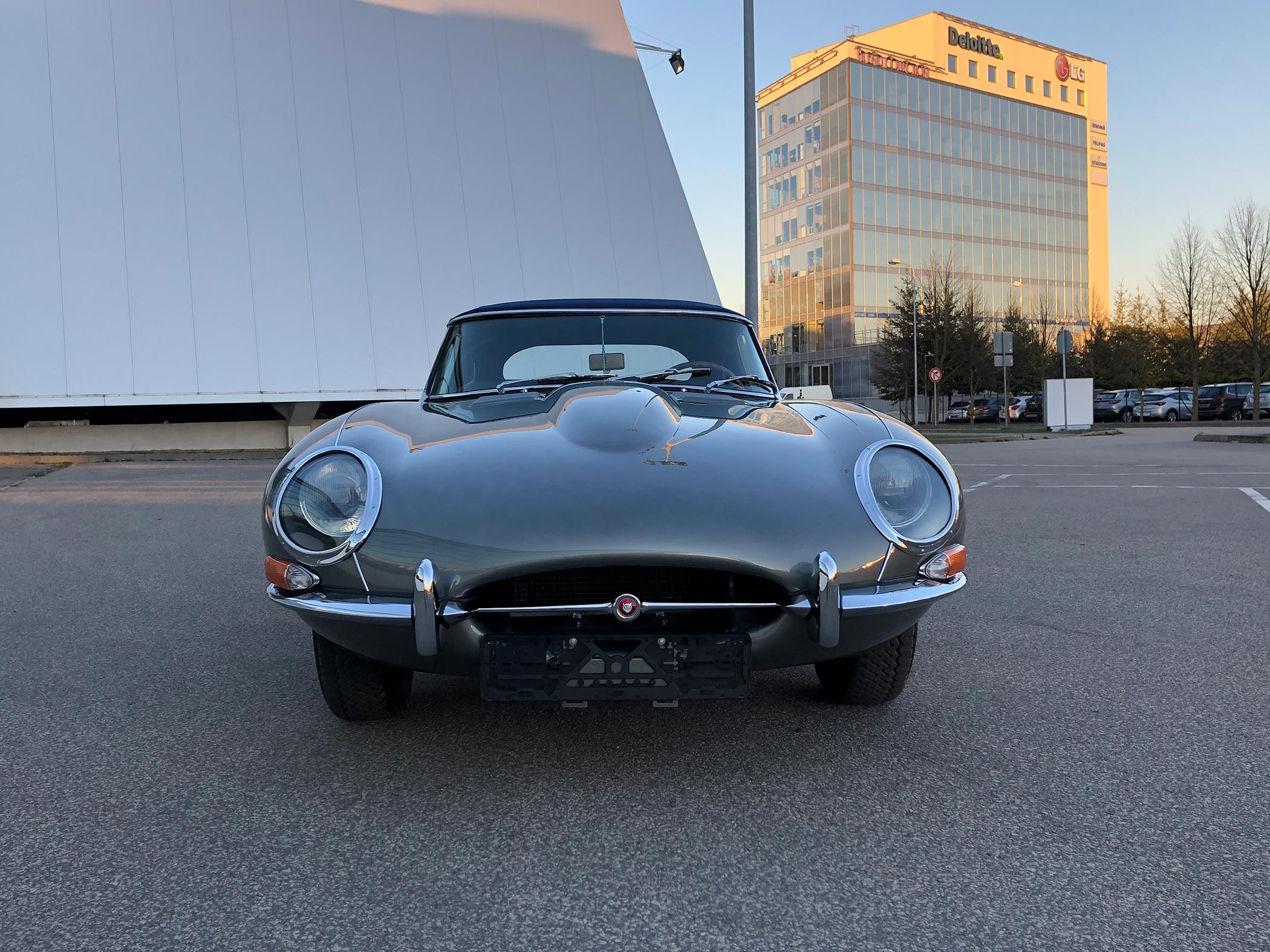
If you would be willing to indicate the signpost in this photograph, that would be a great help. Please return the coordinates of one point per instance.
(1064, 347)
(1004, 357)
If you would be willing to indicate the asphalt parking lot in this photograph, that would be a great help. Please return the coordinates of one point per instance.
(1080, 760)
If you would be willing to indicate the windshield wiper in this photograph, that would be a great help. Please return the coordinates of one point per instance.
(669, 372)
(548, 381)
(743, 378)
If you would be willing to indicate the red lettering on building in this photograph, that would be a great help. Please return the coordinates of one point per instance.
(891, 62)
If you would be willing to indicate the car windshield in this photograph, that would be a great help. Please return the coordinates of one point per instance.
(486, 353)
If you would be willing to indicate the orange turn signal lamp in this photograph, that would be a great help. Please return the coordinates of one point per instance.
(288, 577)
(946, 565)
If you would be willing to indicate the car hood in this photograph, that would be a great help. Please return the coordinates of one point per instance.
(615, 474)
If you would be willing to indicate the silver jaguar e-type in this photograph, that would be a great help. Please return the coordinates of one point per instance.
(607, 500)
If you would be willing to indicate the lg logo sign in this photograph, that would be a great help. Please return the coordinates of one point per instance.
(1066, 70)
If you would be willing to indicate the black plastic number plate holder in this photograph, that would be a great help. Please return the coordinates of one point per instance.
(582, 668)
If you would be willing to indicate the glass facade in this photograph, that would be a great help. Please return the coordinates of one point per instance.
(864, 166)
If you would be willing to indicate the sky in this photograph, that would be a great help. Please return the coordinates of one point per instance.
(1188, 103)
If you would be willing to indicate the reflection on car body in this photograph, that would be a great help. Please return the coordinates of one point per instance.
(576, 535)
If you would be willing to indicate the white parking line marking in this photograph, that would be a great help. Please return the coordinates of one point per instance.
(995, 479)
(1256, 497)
...
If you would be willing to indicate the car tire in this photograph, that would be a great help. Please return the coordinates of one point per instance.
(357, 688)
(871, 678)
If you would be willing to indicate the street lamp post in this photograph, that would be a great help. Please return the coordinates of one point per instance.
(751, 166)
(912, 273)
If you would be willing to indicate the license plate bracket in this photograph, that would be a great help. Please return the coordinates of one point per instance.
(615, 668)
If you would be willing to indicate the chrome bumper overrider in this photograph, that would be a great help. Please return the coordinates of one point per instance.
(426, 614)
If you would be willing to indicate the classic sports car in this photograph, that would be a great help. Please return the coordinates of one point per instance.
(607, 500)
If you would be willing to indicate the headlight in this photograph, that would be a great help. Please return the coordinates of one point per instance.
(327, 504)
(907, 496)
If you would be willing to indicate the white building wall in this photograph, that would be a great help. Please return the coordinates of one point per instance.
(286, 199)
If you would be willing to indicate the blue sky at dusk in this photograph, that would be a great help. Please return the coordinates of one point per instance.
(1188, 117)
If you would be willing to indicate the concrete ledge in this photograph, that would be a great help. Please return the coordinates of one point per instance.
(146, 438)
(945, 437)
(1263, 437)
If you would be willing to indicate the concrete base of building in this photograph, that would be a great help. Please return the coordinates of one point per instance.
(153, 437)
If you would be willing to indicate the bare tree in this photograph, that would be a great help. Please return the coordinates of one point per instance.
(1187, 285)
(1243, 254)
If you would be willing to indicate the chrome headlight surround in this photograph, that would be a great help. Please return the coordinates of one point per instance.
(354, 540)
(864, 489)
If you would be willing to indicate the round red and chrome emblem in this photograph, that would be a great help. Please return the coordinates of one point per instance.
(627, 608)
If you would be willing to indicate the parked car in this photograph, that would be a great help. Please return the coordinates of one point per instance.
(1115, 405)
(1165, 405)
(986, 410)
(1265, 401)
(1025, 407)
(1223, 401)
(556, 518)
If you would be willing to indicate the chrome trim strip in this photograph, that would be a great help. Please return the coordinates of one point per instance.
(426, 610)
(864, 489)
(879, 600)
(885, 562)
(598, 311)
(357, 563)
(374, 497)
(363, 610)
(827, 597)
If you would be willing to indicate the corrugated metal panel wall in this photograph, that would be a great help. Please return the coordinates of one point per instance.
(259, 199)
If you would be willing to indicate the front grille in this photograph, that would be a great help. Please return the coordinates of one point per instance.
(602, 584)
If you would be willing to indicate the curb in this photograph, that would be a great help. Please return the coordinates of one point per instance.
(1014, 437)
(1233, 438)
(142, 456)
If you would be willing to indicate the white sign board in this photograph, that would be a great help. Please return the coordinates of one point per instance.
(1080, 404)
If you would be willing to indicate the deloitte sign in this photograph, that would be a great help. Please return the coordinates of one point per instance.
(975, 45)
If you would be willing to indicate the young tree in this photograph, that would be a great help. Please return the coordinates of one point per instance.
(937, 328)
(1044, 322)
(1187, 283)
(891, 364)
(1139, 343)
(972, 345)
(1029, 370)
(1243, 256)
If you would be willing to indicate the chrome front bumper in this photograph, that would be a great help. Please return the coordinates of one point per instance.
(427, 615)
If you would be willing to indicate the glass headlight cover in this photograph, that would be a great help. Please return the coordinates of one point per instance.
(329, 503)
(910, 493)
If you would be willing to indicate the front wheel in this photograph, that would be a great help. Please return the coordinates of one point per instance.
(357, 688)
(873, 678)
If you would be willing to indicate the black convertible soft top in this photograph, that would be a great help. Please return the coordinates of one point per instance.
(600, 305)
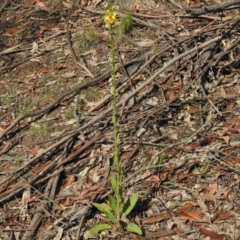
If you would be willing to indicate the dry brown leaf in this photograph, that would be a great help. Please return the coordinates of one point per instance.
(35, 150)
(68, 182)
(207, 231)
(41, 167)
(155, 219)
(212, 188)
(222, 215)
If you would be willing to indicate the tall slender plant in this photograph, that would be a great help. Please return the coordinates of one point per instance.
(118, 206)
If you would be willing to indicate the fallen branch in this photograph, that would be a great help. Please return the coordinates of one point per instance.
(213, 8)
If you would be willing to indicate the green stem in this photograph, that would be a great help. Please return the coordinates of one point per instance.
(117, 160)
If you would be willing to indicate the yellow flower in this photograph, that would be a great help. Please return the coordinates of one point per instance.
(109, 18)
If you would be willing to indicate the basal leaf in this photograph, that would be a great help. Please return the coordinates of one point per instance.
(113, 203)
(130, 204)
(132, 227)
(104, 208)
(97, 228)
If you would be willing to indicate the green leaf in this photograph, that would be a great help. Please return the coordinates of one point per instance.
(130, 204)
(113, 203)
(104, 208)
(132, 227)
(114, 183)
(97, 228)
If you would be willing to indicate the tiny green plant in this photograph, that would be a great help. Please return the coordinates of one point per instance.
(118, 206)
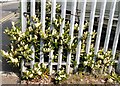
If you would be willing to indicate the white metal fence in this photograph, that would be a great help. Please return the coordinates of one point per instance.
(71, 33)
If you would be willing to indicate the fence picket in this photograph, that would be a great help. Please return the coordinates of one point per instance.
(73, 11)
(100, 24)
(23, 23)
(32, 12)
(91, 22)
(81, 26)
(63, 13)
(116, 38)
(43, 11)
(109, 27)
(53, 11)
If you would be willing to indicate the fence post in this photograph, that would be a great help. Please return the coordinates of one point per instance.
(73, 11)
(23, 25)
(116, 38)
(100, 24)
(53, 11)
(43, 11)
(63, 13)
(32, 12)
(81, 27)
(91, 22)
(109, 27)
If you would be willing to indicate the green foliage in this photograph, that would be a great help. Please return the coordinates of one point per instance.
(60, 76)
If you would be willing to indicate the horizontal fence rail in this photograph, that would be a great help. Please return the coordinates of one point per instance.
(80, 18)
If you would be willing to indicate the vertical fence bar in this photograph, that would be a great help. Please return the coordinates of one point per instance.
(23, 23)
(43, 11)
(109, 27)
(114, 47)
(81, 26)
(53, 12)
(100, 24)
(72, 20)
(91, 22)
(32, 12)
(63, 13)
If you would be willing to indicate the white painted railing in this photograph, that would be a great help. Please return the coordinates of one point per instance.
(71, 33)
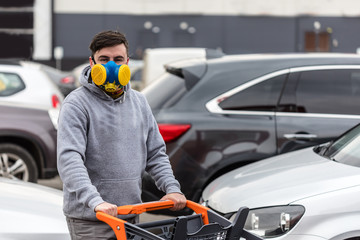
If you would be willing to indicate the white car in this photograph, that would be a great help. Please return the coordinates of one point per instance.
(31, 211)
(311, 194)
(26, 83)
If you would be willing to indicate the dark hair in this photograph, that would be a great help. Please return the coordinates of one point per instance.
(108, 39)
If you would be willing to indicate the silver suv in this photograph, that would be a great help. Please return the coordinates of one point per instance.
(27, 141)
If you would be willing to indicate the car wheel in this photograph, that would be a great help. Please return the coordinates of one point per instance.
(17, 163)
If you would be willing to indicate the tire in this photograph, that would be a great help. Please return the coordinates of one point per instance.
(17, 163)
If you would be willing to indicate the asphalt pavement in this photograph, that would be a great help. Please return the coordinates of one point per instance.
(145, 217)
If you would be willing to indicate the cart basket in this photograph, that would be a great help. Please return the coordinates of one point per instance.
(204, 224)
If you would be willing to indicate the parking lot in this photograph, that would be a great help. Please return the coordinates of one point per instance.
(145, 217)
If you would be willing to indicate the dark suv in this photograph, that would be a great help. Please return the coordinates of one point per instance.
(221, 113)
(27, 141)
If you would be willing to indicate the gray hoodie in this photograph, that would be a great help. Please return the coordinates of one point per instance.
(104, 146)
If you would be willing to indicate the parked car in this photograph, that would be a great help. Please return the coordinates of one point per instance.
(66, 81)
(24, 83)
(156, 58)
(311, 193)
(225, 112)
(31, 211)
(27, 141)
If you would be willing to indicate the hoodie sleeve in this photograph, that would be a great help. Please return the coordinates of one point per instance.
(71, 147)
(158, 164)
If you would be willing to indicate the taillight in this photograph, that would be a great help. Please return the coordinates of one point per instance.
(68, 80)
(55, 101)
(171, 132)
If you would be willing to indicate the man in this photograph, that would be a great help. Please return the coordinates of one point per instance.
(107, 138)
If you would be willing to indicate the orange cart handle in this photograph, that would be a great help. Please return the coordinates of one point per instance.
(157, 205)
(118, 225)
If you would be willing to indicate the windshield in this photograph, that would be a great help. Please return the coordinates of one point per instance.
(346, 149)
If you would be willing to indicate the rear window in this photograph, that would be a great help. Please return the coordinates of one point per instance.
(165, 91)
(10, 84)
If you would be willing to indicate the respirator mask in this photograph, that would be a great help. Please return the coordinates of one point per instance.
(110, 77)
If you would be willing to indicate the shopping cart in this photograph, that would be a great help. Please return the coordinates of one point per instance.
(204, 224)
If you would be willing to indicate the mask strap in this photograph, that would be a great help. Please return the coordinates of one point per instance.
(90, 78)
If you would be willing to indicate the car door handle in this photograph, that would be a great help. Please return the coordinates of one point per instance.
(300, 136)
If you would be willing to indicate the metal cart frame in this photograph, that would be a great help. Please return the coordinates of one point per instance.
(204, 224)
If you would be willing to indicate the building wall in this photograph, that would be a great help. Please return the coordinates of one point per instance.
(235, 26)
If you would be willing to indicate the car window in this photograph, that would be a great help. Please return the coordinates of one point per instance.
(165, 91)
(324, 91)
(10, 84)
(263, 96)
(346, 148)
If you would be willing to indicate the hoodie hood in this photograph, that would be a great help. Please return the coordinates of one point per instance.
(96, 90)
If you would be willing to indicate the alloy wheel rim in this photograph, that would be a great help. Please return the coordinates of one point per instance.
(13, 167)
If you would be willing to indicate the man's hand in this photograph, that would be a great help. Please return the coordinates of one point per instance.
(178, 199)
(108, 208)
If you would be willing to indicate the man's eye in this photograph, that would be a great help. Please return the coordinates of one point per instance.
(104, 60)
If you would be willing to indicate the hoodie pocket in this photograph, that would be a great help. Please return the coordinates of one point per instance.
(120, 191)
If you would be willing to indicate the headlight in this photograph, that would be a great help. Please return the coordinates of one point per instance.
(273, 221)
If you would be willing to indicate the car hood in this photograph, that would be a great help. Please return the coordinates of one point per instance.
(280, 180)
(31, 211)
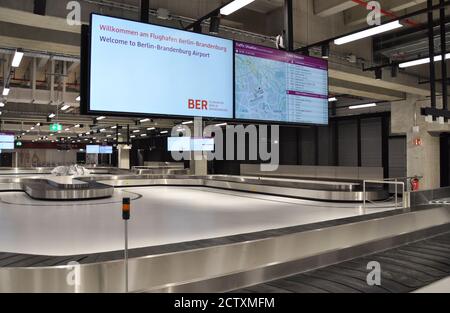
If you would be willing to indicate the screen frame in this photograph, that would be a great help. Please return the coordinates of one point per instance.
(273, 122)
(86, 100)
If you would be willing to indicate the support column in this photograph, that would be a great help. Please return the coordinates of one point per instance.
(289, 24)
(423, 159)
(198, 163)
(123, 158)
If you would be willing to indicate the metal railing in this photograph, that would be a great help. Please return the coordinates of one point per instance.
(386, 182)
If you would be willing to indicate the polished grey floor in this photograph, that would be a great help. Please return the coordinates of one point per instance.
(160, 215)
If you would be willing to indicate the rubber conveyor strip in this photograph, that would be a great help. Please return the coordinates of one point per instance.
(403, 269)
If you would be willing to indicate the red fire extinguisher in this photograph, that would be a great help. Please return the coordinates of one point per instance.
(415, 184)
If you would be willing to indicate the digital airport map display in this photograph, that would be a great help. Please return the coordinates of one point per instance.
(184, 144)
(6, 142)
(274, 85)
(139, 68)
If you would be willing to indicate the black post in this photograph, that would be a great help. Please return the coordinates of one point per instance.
--
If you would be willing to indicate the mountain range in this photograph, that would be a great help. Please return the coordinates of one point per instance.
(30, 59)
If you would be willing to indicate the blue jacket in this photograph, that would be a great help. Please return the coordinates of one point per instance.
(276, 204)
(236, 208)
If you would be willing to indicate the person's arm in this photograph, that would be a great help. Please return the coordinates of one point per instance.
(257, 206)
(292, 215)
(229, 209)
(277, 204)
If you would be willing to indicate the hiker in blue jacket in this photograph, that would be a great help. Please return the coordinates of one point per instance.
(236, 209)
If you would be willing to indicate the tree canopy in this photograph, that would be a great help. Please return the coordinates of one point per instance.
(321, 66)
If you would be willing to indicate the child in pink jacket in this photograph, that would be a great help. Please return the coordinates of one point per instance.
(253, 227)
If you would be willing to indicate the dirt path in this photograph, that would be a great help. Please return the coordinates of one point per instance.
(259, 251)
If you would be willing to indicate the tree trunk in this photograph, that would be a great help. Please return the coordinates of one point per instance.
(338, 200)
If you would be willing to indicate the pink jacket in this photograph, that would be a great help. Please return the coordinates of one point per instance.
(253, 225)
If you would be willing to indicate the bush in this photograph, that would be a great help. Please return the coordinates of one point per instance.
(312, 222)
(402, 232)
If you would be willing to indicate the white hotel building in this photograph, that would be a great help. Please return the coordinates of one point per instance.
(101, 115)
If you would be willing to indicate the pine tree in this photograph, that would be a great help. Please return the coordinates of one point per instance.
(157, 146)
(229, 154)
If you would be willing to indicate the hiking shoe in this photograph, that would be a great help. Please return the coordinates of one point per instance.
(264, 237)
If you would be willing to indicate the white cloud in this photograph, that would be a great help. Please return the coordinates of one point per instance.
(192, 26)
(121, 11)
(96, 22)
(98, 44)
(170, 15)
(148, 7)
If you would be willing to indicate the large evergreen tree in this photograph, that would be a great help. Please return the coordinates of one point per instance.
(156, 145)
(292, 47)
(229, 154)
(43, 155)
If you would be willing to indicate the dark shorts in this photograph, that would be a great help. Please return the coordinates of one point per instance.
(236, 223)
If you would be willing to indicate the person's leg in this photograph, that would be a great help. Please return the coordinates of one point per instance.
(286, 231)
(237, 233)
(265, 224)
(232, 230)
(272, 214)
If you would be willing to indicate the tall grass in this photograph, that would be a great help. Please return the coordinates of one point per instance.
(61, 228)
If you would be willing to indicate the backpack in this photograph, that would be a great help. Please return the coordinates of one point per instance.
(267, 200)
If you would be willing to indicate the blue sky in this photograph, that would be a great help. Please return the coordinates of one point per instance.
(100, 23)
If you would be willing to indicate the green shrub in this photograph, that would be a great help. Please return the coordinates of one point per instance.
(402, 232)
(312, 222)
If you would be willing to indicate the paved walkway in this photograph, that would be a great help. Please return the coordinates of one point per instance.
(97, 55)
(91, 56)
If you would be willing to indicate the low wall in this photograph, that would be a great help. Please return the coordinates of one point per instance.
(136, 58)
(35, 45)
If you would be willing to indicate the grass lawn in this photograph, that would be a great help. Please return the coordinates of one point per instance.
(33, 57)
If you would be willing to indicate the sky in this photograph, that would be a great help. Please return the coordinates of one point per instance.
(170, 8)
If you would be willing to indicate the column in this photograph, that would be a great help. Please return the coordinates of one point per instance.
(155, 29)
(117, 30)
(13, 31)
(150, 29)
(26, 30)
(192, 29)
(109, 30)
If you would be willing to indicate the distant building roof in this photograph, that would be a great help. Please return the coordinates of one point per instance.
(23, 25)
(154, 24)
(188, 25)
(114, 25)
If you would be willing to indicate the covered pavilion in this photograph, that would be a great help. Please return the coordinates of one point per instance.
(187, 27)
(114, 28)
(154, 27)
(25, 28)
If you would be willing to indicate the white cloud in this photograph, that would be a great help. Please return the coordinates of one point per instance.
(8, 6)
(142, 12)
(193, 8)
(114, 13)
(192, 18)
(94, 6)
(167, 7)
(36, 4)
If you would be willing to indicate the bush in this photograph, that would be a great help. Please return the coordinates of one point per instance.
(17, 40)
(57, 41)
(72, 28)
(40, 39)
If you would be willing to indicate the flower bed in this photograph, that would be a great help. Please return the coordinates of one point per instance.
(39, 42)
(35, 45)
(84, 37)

EXERCISE GOAL:
Rewrite the lines of the records starting at the one that contains "If you would be willing to indicate the concrete base" and ending at the one that contains "(1243, 254)", putting "leafless tree" in place of "bare tree" and keeping everything else the same.

EXERCISE RESPONSE:
If you would be willing to indicate the concrete base of building in this photograph, that would be a great help. Please return the coordinates of one point per instance.
(153, 437)
If you would be willing to indicate the leafless tree in this photograph, that would be a great help. Please return the coordinates of one point per instance.
(1187, 285)
(1243, 254)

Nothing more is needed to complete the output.